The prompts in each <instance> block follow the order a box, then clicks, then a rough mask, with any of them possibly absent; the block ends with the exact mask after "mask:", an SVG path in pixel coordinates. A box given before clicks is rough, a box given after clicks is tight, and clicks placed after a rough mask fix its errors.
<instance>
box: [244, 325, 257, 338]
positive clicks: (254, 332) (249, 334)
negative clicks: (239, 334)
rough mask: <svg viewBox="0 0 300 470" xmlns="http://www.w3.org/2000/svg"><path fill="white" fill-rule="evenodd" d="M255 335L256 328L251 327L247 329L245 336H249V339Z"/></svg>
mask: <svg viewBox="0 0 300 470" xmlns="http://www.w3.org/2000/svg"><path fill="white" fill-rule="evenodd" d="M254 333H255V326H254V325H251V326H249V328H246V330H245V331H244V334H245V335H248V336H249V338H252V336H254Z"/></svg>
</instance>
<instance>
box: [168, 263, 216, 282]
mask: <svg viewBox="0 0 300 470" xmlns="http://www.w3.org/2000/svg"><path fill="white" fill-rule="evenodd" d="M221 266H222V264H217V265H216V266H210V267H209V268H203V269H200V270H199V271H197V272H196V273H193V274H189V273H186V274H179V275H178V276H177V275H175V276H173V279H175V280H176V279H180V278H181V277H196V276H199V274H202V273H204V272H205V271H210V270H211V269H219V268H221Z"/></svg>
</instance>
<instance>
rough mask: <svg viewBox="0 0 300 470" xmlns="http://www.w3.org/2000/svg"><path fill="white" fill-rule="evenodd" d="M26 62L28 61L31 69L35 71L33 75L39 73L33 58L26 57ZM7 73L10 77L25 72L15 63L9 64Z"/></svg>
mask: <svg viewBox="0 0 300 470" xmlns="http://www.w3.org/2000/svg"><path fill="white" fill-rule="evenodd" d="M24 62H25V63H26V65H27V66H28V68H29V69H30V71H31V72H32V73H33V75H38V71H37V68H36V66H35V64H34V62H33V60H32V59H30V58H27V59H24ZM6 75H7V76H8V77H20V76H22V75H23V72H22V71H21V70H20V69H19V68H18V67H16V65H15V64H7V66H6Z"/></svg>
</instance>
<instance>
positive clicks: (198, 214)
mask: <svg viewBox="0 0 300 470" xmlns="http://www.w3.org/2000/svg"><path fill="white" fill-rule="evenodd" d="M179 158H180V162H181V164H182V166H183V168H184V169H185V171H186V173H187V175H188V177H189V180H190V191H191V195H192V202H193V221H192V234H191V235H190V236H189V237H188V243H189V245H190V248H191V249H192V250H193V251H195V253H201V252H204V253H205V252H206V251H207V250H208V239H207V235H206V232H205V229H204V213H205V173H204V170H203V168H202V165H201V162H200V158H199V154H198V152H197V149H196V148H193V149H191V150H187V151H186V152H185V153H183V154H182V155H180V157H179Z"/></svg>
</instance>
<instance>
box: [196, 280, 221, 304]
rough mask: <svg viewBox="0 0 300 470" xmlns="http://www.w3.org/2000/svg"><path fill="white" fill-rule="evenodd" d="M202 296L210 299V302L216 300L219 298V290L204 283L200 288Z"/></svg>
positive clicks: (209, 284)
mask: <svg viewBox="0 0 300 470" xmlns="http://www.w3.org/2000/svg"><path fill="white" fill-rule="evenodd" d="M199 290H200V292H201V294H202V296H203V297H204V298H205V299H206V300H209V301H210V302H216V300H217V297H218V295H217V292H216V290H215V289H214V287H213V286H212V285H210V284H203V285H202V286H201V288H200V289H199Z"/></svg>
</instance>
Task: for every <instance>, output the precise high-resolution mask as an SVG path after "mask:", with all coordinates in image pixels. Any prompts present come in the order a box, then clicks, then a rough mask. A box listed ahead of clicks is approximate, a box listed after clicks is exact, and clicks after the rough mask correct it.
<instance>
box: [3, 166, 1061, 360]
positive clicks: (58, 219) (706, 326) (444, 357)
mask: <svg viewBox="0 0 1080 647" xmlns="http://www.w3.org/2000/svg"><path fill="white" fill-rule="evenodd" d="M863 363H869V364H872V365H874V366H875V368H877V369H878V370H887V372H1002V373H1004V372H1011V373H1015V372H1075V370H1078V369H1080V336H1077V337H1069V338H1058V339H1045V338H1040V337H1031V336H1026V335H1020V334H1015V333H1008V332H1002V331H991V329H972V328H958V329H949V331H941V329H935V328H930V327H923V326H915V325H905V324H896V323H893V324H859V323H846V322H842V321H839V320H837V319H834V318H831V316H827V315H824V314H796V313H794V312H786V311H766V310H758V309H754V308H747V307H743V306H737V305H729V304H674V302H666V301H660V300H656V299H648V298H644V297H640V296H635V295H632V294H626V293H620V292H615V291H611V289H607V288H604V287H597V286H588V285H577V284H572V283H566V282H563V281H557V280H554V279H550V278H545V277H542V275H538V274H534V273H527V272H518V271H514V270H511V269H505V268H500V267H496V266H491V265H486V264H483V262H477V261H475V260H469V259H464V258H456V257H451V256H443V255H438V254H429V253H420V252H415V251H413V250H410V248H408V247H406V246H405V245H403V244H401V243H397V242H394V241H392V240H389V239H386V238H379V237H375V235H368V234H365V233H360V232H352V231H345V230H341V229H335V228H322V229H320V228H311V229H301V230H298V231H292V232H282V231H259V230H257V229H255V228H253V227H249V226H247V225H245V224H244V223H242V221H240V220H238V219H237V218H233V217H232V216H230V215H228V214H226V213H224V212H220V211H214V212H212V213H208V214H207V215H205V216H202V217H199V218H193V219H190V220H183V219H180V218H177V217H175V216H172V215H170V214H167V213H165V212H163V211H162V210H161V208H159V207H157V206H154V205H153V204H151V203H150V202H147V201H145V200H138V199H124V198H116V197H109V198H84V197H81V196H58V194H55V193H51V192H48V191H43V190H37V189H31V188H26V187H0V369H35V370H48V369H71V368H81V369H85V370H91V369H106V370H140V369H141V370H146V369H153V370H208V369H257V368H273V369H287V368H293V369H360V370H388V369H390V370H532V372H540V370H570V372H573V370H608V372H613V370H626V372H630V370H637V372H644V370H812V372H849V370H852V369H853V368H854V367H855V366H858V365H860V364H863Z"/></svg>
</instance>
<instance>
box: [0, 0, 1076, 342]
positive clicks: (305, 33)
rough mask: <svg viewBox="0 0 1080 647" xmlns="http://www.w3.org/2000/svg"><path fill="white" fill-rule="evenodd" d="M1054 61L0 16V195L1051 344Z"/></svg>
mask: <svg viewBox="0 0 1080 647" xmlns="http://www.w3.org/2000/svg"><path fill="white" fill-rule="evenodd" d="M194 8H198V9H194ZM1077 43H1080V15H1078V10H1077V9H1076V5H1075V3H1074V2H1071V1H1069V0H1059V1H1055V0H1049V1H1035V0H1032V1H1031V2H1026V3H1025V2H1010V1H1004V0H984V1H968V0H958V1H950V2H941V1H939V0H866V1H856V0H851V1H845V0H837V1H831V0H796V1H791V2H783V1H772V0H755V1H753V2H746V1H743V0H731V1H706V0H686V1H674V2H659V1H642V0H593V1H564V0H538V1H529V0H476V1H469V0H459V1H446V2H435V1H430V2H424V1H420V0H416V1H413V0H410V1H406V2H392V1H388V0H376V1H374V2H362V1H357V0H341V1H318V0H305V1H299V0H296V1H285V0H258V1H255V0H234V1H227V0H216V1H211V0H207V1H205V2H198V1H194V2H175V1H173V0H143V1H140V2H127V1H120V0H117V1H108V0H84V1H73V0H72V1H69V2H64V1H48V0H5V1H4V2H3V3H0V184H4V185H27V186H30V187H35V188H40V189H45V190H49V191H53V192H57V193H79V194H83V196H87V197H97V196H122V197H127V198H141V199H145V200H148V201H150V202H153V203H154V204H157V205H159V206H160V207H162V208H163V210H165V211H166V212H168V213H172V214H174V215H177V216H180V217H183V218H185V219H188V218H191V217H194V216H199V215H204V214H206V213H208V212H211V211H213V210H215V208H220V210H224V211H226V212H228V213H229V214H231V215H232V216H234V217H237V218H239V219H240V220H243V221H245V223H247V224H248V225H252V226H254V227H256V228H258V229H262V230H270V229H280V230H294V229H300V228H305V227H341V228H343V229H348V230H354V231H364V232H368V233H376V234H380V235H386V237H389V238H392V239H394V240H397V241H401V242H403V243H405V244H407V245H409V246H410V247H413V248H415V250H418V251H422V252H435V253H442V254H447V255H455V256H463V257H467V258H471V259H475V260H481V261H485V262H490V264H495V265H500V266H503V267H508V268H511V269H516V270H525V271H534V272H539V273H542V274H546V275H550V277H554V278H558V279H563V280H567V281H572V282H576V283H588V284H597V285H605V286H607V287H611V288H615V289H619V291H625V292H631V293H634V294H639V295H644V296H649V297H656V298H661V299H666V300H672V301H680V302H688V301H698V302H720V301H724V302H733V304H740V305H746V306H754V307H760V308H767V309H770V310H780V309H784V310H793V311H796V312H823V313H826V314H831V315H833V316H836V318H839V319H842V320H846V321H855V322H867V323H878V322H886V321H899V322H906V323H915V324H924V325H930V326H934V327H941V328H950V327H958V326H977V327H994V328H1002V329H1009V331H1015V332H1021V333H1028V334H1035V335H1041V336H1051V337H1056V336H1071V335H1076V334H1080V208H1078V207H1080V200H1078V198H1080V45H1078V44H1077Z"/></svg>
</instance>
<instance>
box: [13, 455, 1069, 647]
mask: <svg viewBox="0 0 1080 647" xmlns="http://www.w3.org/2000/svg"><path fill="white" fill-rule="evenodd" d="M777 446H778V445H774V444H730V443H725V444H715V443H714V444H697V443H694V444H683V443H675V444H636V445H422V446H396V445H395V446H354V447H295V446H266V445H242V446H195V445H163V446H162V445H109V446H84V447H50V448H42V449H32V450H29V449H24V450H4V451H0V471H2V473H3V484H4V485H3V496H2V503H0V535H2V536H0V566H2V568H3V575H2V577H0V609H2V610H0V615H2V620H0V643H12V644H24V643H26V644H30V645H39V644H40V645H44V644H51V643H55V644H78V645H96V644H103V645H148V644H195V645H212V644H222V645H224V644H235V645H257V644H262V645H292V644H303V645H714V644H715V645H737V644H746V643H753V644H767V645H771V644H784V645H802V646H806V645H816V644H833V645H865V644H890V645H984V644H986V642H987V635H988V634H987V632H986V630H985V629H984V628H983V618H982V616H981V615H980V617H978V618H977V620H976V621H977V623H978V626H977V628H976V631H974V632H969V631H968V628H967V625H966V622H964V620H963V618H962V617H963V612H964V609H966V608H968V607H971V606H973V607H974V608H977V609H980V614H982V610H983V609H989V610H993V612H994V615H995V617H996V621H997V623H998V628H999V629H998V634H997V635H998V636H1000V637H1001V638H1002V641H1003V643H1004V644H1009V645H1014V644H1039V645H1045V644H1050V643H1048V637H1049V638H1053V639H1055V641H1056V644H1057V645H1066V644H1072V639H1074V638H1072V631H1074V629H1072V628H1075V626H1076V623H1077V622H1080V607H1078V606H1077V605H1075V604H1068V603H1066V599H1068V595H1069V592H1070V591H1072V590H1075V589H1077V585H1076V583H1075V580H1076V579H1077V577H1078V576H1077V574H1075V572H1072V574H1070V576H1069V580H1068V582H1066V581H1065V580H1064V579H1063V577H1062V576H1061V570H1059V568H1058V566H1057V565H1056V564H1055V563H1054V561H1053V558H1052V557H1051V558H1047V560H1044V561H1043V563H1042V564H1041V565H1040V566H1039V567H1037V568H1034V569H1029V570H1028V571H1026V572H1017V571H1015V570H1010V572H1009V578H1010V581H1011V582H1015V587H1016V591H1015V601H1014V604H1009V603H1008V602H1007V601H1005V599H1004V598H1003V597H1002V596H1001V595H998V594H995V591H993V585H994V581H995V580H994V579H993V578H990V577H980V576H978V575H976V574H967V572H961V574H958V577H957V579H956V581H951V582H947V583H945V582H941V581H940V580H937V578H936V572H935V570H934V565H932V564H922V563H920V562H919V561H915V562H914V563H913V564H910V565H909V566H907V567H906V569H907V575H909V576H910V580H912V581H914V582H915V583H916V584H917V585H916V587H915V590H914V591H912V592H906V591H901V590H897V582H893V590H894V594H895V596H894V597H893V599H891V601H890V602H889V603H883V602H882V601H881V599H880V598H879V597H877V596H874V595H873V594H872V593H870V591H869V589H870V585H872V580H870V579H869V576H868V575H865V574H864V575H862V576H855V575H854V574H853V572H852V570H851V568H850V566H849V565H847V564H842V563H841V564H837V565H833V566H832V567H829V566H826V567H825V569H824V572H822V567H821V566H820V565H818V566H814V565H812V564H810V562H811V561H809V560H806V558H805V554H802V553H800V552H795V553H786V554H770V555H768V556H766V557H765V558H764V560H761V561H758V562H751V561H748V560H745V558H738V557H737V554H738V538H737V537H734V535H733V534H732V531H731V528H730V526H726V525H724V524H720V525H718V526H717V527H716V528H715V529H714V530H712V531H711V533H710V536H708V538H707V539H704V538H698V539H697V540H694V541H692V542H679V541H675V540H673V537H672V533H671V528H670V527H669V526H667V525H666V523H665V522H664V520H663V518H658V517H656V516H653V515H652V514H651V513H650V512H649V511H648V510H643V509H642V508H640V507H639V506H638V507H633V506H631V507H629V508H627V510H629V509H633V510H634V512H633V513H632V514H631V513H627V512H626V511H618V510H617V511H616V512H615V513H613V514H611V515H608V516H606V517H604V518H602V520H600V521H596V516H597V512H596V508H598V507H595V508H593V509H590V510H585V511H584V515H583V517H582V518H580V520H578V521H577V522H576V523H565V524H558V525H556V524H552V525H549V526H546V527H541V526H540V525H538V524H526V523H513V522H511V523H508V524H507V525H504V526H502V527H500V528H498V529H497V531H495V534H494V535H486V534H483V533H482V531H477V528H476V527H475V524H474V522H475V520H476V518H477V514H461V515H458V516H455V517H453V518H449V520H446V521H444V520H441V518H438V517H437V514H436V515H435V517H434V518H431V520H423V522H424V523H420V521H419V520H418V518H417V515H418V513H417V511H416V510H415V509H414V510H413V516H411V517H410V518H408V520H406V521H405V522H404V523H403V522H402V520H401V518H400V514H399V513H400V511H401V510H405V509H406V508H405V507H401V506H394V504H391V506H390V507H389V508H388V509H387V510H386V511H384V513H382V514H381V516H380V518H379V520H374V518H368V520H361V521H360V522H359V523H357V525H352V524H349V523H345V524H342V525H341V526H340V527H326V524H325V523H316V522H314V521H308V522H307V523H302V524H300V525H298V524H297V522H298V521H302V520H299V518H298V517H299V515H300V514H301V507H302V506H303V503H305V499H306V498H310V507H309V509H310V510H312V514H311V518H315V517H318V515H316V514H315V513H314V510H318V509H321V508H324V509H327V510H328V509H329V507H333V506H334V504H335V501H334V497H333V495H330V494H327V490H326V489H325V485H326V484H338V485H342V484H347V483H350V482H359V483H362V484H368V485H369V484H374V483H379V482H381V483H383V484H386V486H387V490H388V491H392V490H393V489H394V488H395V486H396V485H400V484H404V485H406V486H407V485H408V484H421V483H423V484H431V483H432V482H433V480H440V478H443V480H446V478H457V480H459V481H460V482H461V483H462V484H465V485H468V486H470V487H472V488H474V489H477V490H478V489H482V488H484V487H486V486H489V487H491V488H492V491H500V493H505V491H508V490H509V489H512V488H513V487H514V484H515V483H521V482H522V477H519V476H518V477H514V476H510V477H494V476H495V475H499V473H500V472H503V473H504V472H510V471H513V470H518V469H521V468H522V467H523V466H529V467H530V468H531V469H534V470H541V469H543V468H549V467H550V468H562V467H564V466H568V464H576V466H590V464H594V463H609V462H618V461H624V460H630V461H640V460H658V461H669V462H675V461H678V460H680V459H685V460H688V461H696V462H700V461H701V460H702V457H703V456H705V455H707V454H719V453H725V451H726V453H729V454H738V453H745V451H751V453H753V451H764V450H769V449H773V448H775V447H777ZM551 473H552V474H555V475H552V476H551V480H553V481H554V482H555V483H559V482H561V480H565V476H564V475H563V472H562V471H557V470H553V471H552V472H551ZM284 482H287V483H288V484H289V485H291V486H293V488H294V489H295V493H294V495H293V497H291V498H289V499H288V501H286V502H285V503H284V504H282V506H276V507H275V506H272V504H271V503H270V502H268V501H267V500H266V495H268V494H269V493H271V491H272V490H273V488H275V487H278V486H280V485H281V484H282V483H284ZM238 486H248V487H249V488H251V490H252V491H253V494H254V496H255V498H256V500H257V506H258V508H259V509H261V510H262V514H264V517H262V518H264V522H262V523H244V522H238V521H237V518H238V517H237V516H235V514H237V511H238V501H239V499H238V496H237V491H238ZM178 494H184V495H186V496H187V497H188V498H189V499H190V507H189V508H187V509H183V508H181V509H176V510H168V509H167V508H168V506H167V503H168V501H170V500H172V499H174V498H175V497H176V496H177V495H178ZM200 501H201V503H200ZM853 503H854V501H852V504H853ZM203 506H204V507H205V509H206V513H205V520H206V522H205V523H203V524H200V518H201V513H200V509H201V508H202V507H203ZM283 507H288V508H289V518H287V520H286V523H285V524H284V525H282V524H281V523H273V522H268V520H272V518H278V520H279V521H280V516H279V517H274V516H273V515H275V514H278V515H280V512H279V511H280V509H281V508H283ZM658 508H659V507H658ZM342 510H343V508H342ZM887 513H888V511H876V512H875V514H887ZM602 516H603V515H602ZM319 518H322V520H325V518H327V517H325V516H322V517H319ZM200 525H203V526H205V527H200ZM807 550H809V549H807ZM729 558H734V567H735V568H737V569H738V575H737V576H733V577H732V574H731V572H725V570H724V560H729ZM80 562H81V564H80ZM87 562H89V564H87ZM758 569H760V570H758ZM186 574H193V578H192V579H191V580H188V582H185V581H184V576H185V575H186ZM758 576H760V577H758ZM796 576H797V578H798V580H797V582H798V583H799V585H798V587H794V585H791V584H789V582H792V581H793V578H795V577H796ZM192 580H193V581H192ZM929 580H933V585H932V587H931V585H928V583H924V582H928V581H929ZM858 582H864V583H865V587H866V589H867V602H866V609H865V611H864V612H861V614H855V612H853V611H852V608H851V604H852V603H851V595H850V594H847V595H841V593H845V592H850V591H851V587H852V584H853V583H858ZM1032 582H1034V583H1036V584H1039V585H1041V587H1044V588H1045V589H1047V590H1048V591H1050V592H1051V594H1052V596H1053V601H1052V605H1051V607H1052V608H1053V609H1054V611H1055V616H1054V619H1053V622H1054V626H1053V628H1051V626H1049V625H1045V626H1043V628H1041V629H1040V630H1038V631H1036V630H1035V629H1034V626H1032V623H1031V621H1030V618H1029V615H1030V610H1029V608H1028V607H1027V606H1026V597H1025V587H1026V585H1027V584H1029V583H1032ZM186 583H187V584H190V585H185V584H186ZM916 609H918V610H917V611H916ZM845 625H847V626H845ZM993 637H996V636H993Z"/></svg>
———
- _What you have to do_
Reproduce, character for character, only the lines of the preceding data that start at the line with "Task: for every" and end at the line with "box: [3, 166, 1061, 360]", both included.

- _Reply to the task_
Task: for every <instance>, output the precise high-resolution mask as an SVG path after "mask:", with all coordinates in image pixels. Any prompts present come in the order a box, then clicks, then a rough mask. A box listed ahead of clicks is approximate, a box listed after clicks is exact, and clicks after the rough mask correct it.
<instance>
box: [3, 166, 1061, 360]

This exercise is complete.